**Problem description:**
Could you give every line from the one containing "Each instance of the dog's pink" through the last line of the records, inclusive, as a numbered list with blank lines left out?
* * * *
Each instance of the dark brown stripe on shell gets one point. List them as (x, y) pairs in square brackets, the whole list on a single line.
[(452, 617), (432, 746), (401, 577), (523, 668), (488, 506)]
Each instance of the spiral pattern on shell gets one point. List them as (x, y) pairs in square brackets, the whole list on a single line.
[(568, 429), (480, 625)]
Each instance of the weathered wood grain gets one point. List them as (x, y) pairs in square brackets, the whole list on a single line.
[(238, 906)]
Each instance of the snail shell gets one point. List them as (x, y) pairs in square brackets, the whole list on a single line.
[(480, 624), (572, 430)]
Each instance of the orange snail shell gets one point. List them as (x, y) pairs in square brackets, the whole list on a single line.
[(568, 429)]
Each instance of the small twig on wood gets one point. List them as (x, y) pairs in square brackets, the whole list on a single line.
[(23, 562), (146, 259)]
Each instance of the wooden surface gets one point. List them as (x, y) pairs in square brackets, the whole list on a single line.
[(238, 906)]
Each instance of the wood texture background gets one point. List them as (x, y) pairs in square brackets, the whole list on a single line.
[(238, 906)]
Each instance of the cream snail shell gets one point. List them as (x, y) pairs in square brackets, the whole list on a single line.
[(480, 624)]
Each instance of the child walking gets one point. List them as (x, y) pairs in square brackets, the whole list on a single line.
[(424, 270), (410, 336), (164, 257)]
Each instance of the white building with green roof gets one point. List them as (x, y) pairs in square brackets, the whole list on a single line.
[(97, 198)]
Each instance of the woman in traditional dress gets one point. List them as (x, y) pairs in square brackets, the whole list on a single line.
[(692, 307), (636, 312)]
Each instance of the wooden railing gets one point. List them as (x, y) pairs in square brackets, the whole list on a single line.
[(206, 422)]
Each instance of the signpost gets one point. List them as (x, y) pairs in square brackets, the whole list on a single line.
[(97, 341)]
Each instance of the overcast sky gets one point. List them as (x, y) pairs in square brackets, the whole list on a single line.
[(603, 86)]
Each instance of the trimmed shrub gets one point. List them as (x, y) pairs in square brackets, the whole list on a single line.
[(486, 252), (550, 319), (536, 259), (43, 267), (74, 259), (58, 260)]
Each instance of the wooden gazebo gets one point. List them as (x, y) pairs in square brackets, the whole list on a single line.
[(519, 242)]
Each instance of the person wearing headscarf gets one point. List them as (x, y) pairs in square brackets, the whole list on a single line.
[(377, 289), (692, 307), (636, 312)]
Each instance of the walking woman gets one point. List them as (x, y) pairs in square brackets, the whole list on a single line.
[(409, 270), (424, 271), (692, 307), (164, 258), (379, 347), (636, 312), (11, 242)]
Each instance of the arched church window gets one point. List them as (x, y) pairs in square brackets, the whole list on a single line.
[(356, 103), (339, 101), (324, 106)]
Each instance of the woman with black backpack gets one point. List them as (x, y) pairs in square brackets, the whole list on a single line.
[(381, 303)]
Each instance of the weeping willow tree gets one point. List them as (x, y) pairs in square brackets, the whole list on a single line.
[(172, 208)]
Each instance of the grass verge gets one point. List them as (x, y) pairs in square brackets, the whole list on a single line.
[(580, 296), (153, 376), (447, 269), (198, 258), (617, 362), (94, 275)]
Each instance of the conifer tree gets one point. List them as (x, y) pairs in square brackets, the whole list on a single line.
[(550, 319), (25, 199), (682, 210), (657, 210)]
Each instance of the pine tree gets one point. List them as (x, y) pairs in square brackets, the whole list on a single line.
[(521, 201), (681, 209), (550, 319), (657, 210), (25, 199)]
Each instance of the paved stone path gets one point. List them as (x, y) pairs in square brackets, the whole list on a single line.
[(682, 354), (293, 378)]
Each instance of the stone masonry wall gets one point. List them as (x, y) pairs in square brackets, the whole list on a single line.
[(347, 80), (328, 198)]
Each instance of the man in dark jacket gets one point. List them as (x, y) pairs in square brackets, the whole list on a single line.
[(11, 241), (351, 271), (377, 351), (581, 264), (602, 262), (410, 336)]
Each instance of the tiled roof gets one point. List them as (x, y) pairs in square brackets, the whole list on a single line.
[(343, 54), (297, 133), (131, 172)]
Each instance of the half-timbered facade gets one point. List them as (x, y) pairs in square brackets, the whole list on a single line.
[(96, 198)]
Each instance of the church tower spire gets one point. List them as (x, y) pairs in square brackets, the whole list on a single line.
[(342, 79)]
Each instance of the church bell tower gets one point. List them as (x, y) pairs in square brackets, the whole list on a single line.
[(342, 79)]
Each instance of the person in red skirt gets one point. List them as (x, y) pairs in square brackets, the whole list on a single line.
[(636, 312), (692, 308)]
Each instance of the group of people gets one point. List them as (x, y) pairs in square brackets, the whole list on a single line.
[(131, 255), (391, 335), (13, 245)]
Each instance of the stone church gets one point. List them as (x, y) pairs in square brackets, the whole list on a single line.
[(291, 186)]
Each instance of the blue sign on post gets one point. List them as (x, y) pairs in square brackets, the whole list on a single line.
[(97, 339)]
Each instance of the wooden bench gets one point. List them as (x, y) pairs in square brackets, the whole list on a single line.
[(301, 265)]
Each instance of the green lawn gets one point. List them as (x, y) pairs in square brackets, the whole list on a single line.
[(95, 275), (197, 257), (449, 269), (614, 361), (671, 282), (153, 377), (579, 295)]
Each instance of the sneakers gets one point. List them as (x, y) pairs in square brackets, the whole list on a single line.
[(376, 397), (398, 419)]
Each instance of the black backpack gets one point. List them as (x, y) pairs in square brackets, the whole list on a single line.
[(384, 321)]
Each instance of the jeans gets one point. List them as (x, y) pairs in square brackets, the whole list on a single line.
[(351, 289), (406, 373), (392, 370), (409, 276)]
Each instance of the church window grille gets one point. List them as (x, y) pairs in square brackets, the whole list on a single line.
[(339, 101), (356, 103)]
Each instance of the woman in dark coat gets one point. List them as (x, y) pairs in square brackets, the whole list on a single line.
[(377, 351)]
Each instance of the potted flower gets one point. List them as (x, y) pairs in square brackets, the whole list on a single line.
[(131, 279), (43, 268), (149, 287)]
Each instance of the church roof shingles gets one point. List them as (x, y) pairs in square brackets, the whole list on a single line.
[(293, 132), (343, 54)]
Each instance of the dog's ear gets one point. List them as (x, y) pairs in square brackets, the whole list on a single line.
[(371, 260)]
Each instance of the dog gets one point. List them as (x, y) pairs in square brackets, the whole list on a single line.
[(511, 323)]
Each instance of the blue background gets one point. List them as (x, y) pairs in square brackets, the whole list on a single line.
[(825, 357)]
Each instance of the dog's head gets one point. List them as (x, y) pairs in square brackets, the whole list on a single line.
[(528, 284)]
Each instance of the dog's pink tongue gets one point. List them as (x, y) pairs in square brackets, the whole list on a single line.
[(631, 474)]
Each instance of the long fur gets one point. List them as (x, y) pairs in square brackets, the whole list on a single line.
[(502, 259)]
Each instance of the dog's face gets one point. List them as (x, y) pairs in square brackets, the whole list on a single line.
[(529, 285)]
* * * *
**Task response:**
1. Each instance of the dog's pink tongue gets one point. List them as (x, y) pairs in square brackets, the whole list on a single line.
2. [(631, 474)]
3. Each instance of the long fur gets one point. List them as (x, y) pairs in square brackets, the whole list on a single line.
4. [(502, 259)]
5. Each instance of the dog's face gets one point. List them as (x, y) pairs in square brackets, the whole list on a single line.
6. [(529, 285)]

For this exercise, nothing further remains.